# Need an ID please.



## theinjected1 (Aug 18, 2007)

When I got these fry they were labeled 'mixteco'. I think the Genus is right, not sure of the species. Sorry for the crummy pics, it is the best I can get with the camera and lighting.

Thanks!

http://s351.photobucket.com/albums/q470/theinjected1/?action=view&current=DSCF0260.jpg

http://s351.photobucket.com/albums/q470/theinjected1/?action=view&current=DSCF0255.jpg


----------



## Nathan43 (Jul 9, 2007)

too blurry, the second pic looks like a firemouth but hard to tell


----------



## madmax666 (Sep 11, 2008)

to me they look like.....rams


----------



## mariojess (Jan 24, 2008)

Looks like a Thorichthys maculipinnis.


----------



## CiChLiD LoVeR128 (Mar 22, 2006)

It's definitely not a Ram or a Firemouth but it is one of the T. family!

I think it looks like Thorichthys aureus!

http://www.cichlid-forum.com/profiles/species.php?id=60

And heres a link to the Thorichthy's genus on this site:

http://www.cichlid-forum.com/profiles/category.php?cat=44


----------



## theinjected1 (Aug 18, 2007)

CHALLENGES:
**1)** Translate this sentence from the forum thread into Spanish: "When I got these fry they were labeled 'mixteco'."
**2)** From the records, extract the stretch from the line containing "For the scoring pass, find every instance of the wing" through the line containing "[[210, 208], [11, 177]]", copying each line unchanged.
The forum thread and the records have no connection to each other.

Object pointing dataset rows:
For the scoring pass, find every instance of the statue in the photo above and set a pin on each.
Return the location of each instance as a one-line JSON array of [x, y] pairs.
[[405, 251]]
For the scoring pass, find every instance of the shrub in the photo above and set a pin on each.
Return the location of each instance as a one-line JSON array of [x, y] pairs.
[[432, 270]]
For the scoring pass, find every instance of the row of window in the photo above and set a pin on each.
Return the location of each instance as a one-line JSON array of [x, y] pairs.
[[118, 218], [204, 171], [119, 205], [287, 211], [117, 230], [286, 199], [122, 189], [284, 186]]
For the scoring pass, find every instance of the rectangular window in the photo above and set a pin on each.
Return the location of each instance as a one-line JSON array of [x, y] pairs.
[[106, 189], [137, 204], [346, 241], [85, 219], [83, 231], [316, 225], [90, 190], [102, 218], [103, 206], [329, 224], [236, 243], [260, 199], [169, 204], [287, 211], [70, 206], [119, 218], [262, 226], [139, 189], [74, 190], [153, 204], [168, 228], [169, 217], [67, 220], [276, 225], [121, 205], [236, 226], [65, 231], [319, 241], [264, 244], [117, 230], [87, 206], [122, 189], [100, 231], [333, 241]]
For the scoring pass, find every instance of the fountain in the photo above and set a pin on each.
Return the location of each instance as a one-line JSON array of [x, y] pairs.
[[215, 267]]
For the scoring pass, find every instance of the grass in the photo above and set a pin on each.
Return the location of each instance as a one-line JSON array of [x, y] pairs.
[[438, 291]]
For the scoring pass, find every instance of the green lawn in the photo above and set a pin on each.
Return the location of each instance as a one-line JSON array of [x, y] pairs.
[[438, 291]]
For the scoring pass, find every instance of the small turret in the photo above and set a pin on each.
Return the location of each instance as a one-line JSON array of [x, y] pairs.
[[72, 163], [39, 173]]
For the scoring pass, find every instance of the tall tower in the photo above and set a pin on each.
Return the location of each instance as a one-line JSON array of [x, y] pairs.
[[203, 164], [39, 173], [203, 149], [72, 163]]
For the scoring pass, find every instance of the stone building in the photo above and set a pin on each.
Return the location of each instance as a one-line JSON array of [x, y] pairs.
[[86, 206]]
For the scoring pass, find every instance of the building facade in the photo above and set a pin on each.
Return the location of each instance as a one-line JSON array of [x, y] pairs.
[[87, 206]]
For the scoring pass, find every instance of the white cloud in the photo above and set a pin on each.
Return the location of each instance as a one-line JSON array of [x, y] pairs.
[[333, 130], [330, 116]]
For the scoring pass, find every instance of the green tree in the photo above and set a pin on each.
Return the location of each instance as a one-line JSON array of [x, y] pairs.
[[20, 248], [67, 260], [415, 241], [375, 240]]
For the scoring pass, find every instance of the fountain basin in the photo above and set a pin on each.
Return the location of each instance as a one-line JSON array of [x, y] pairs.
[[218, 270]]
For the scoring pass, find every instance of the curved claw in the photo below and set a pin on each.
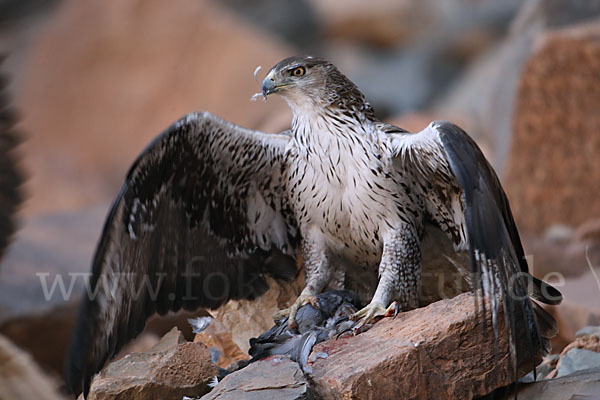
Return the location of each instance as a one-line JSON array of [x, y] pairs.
[[290, 312], [372, 311]]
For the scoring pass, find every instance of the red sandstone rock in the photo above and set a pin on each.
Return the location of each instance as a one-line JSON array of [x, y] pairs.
[[103, 79], [170, 370], [553, 175], [436, 352]]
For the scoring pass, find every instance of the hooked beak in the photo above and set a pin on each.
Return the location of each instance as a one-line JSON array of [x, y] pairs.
[[269, 86]]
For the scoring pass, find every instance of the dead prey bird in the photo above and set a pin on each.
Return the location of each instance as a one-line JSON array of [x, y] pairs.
[[313, 325], [210, 208]]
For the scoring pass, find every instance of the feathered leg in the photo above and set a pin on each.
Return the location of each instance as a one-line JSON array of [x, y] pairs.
[[399, 277], [317, 276]]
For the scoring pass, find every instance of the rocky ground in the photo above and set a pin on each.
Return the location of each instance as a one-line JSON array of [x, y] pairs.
[[94, 82]]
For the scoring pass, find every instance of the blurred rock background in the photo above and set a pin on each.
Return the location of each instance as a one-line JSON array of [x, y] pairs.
[[95, 81]]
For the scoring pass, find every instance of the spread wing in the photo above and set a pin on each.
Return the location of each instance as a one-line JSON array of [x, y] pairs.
[[200, 219], [463, 195], [11, 178]]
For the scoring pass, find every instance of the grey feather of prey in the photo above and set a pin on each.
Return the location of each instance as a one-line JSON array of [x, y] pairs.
[[209, 210]]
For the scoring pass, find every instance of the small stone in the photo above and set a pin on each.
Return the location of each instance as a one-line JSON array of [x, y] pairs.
[[588, 331], [275, 377], [577, 360]]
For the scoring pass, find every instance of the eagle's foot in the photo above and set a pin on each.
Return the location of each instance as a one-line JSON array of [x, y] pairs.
[[371, 312], [290, 312]]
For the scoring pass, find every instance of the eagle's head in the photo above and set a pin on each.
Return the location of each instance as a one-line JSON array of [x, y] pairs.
[[308, 82]]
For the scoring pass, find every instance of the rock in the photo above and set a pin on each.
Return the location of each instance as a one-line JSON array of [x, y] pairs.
[[580, 385], [487, 88], [588, 331], [295, 21], [41, 281], [577, 360], [558, 97], [126, 71], [172, 369], [21, 378], [275, 377], [219, 340], [570, 319], [411, 357]]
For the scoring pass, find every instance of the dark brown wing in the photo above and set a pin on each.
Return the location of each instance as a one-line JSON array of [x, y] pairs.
[[464, 197], [200, 219], [11, 177]]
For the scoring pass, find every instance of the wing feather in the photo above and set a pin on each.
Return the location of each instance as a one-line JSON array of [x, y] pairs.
[[463, 195], [11, 177], [200, 219]]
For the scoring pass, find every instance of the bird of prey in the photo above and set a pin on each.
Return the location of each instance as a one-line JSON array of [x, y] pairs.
[[210, 208], [11, 177]]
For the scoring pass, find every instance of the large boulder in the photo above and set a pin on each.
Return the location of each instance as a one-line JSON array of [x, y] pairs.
[[439, 351], [172, 369], [126, 71], [22, 378], [552, 175], [274, 378]]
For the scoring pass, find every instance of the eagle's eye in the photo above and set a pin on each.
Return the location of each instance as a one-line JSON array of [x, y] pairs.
[[298, 71]]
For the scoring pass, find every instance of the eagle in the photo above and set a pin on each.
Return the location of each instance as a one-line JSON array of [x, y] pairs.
[[209, 209], [11, 176]]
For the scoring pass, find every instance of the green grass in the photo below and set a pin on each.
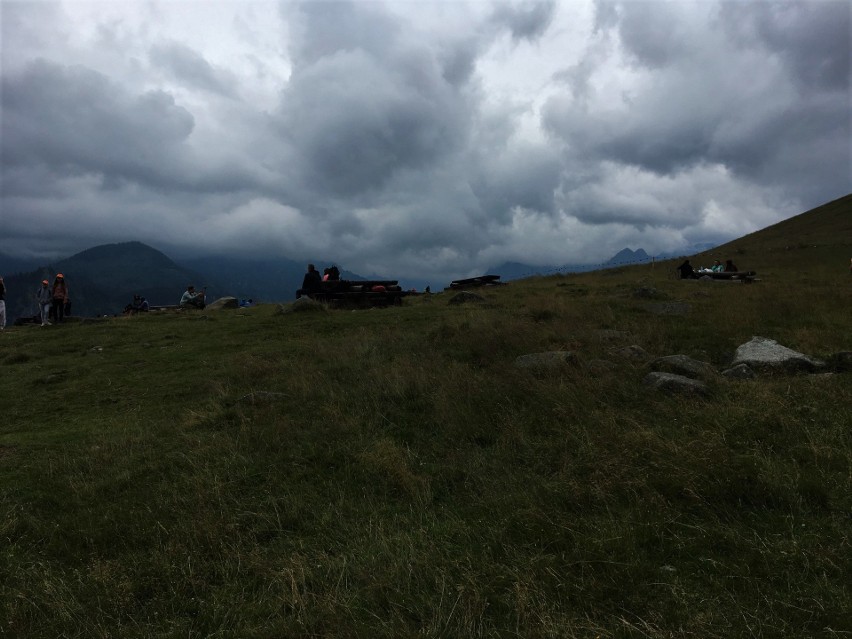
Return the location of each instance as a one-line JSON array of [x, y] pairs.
[[390, 473]]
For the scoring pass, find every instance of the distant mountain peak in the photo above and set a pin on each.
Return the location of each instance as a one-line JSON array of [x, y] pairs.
[[627, 256]]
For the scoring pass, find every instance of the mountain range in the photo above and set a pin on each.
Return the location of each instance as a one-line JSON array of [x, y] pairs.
[[104, 279]]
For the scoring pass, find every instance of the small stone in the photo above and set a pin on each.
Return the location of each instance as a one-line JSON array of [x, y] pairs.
[[740, 371], [550, 359], [684, 365]]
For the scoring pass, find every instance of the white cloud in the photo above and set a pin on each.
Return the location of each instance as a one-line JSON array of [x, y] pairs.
[[418, 139]]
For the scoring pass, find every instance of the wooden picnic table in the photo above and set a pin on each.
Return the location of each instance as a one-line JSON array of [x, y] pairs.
[[747, 277], [474, 282], [360, 293]]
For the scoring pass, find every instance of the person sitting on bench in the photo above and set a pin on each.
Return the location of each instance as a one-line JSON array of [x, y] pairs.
[[686, 271], [191, 299], [311, 282]]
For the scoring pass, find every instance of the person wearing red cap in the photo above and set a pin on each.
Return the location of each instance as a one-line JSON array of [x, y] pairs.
[[44, 297], [2, 304], [59, 297]]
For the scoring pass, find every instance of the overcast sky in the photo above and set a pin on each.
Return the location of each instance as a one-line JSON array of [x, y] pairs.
[[418, 138]]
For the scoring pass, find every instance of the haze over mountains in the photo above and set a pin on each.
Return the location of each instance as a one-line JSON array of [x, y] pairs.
[[103, 279]]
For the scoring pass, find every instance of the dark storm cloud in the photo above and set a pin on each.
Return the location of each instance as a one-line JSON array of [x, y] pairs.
[[191, 69], [76, 120], [812, 39], [364, 102], [717, 101], [419, 137], [525, 21]]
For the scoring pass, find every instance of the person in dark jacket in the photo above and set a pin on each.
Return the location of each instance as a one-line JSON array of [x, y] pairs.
[[686, 271], [311, 282], [2, 304], [60, 297]]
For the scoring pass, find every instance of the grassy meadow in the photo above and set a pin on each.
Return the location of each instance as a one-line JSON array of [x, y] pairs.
[[390, 473]]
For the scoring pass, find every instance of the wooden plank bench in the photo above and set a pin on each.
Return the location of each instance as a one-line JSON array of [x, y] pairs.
[[746, 277], [360, 293], [474, 282]]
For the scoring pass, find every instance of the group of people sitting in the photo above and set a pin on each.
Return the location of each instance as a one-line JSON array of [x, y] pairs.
[[138, 305], [191, 299], [54, 301], [687, 272], [312, 282]]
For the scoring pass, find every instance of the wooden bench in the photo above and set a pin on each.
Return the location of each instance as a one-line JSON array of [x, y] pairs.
[[746, 277], [360, 293], [475, 282]]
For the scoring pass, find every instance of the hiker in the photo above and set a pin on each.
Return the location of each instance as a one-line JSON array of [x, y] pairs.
[[2, 304], [135, 306], [191, 299], [686, 271], [310, 283], [59, 298], [44, 296]]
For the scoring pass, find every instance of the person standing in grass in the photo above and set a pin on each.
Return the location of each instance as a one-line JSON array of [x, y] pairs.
[[2, 304], [44, 297], [191, 299], [59, 297]]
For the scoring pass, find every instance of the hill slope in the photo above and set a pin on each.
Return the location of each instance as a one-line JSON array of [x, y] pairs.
[[396, 473]]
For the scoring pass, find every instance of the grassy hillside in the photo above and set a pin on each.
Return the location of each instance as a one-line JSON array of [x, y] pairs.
[[390, 473]]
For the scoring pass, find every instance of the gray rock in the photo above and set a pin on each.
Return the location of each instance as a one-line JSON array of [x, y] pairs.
[[670, 308], [609, 335], [600, 367], [767, 354], [671, 383], [223, 302], [740, 371], [634, 353], [683, 365], [465, 297], [549, 359]]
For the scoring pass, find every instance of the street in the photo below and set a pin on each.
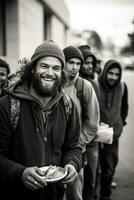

RESPONSES TO THE EXERCISE:
**1)** Cuando conseguí estos alevines, estaban etiquetados como 'mixteco'.

**2)**
For the scoring pass, find every instance of the wing feather in the photo above and set a pin on each.
Return the location of each instance as a one-line JSON array of [x, y] pairs.
[[463, 195], [11, 177], [200, 219]]
For the scoring pass, find every instance of the bird of prey in the photo above and set a pin on each.
Return the location of each instance as a one-line JSON array of [x, y] pairs.
[[210, 208], [11, 177]]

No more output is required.